EXTRACTED TEXT>

>>>

Friday, July 4, 2014

Heart Beats in a Hot Tub

Much of my time spent in thought this summer has been rather self-centered. I can tell because I feel lonely and my problems seems ridiculously large.
Since joining the LDS church I have learned a great deal about my life and this world. One aspect of everything that I am reminded is balance. Nearly everything has a balance that is in constant maintenance. The easiest example is breathing. Always in and out, and as long as I live it will never stop going back and forth.
It is important that I look to my own care and be sure of my health. However, I am not alone, and I can provide for more than just myself. But not always. Here is where I see a balance. Between independence and interdependence.
I believe that it is important to be independent and interdependent. This because I saw ripples in the still water of the hot tub. It was my heart beat causing the ripples. Rhythmic and without fail, ripple after ripple moving in the water.
In a way my just being alive causes ripples around me and affects everyone else.
So anyways, it's about time I begin realizing where I am and who is around me.
God help me. 

Sunday, May 18, 2014

Am I Willing?

We visited the Pearl Harbor monument today. It took awhile to drive down to Pearl city and I slept most of the way. After a night of dancing I was tired and not really into a long day.
Spending the time at this particular place was moving for me.
I never learned much about the surprise attack from the Japanese in WWII. Being there was particularly unique. The iconic white monument out on the water sits above the Navy destroyer the USS Arizona. It was one of those completely destroyed in the attack. Most of the crew perished and their bodies still lie under the water where the ship had sunk in the bay.
My great uncle Charlie, my Mom's Dad's brother, was in Pearl harbor during the attack but was one of the soldiers given leave and he was at church during the attack. He survived because of this.
Anyways. I reflected and wondered at my own willingness to sacrifice.
I appreciate these moments. 

Friday, May 16, 2014

Delays and Blessings

I don't typically get excited for any trip I go on until I'm on the plane. In this case the excitement did not hit me until I was sitting in first class flying from San Francisco to Honolulu.
Before that happened there were a number of set backs.
Getting to Seattle from Anchorage was fine. Window seat with plenty of time to try and sleep. But after getting there I found out my next flight was delayed, three hours. So I miss my next flight. The nice man at the desk put me on another flight and away I went. Well the plane left another half hour late and we were finally in air. I had to wait another 3-4 hours in San Francisco and when I stepped on the plane I went back into economy looking for aisle eight. None back there. I turn around and what's left? First class. Walking up there I thought it was a mistake. Then I found my seat and realized one of the best parts of today.
That nice man put me in first class. For about 20 minutes I was a little kid, wondering what all I could get for free. Mimosa? Brandy? Wine? All for free?! I 'll have water, thank you. They even fed me dinner, a rib eye steak with salad. For dessert? Ice cream sundae. I laid down and watched some movies, played my ukulele. It was at this point I felt like I was on a vacation. Thank you. Thank you God. Thank you nice man at the counter.
After a somewhat stressful night of figuring out rental car, getting food, and finding where we are staying at... it was time for something awesome.

<<<

GIVEN PROBLEM 1>
From the blog entries, quote the passage starting at "We visited the" and ending at "in the bay.".

RECORDS FOR PROCESSING>
>>>

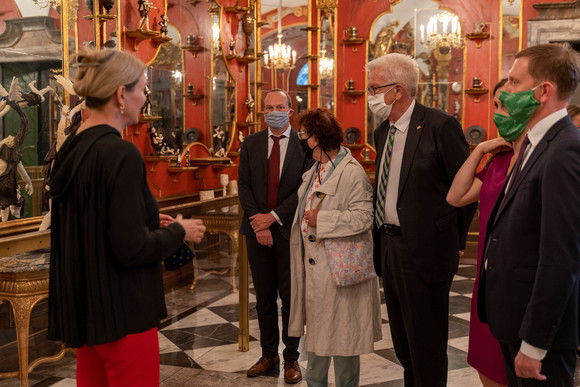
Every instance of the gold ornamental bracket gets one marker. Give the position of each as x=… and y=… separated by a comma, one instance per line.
x=327, y=6
x=476, y=93
x=478, y=37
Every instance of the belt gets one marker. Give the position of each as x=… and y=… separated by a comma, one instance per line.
x=392, y=230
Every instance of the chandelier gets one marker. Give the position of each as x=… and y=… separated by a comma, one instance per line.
x=325, y=65
x=280, y=57
x=47, y=3
x=445, y=37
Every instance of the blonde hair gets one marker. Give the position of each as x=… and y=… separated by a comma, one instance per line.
x=102, y=72
x=573, y=110
x=397, y=68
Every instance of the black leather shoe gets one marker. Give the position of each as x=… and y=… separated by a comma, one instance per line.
x=292, y=373
x=263, y=365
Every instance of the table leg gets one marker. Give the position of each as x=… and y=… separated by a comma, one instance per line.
x=22, y=307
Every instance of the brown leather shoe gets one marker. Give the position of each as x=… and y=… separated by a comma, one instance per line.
x=263, y=365
x=292, y=373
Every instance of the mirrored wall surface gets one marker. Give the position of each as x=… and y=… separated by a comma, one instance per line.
x=31, y=101
x=223, y=93
x=510, y=34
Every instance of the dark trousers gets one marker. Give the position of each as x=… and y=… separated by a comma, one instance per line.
x=558, y=366
x=418, y=316
x=271, y=276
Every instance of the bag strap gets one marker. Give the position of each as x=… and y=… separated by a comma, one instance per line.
x=320, y=202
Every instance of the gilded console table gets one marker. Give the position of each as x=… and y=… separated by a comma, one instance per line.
x=224, y=220
x=24, y=282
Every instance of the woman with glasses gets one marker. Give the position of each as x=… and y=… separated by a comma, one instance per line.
x=334, y=201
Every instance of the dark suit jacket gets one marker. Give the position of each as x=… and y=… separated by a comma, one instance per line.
x=253, y=181
x=433, y=230
x=530, y=288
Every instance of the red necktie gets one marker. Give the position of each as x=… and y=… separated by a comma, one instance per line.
x=274, y=173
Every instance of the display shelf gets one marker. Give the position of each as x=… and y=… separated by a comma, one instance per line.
x=193, y=97
x=353, y=94
x=162, y=39
x=353, y=42
x=243, y=124
x=139, y=35
x=478, y=37
x=154, y=160
x=194, y=49
x=101, y=17
x=178, y=170
x=476, y=93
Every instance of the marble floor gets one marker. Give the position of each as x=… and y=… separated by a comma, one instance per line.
x=198, y=341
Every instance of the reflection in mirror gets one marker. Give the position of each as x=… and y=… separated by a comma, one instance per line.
x=326, y=62
x=30, y=51
x=223, y=95
x=510, y=39
x=438, y=49
x=165, y=78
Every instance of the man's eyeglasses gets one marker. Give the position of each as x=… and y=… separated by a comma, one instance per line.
x=373, y=90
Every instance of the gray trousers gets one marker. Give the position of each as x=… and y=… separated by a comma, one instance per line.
x=346, y=370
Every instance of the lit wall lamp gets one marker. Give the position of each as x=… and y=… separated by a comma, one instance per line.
x=47, y=3
x=443, y=33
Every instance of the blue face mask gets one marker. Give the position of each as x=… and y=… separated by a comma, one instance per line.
x=276, y=120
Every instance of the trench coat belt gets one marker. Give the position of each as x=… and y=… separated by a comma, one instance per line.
x=392, y=230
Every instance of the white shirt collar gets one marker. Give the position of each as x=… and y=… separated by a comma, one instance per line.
x=402, y=124
x=541, y=128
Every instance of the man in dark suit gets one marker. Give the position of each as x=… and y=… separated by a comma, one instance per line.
x=528, y=290
x=417, y=234
x=270, y=172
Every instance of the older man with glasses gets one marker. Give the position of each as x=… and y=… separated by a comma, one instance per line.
x=417, y=234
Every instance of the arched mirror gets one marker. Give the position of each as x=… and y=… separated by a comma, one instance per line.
x=165, y=94
x=326, y=66
x=432, y=36
x=30, y=56
x=285, y=25
x=222, y=90
x=510, y=35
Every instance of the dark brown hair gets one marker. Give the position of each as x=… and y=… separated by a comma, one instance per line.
x=556, y=63
x=321, y=124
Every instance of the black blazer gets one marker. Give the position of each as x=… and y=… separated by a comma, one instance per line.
x=253, y=181
x=530, y=288
x=433, y=230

<<<

GIVEN PROBLEM 2>
Print the lines of the records starting at the line that contains "Every instance of the black leather" and ending at the line that contains "x=334, y=201", both included.

CORRECT ANSWER 1>
We visited the Pearl Harbor monument today. It took awhile to drive down to Pearl city and I slept most of the way. After a night of dancing I was tired and not really into a long day.
Spending the time at this particular place was moving for me.
I never learned much about the surprise attack from the Japanese in WWII. Being there was particularly unique. The iconic white monument out on the water sits above the Navy destroyer the USS Arizona. It was one of those completely destroyed in the attack. Most of the crew perished and their bodies still lie under the water where the ship had sunk in the bay.

CORRECT ANSWER 2>
Every instance of the black leather shoe gets one marker. Give the position of each as x=… and y=… separated by a comma, one instance per line.
x=292, y=373
x=263, y=365
Every instance of the table leg gets one marker. Give the position of each as x=… and y=… separated by a comma, one instance per line.
x=22, y=307
Every instance of the brown leather shoe gets one marker. Give the position of each as x=… and y=… separated by a comma, one instance per line.
x=263, y=365
x=292, y=373
Every instance of the mirrored wall surface gets one marker. Give the position of each as x=… and y=… separated by a comma, one instance per line.
x=31, y=101
x=223, y=93
x=510, y=34
Every instance of the dark trousers gets one marker. Give the position of each as x=… and y=… separated by a comma, one instance per line.
x=558, y=366
x=418, y=316
x=271, y=276
Every instance of the bag strap gets one marker. Give the position of each as x=… and y=… separated by a comma, one instance per line.
x=320, y=202
Every instance of the gilded console table gets one marker. Give the position of each as x=… and y=… separated by a comma, one instance per line.
x=224, y=220
x=24, y=282
Every instance of the woman with glasses gets one marker. Give the position of each as x=… and y=… separated by a comma, one instance per line.
x=334, y=201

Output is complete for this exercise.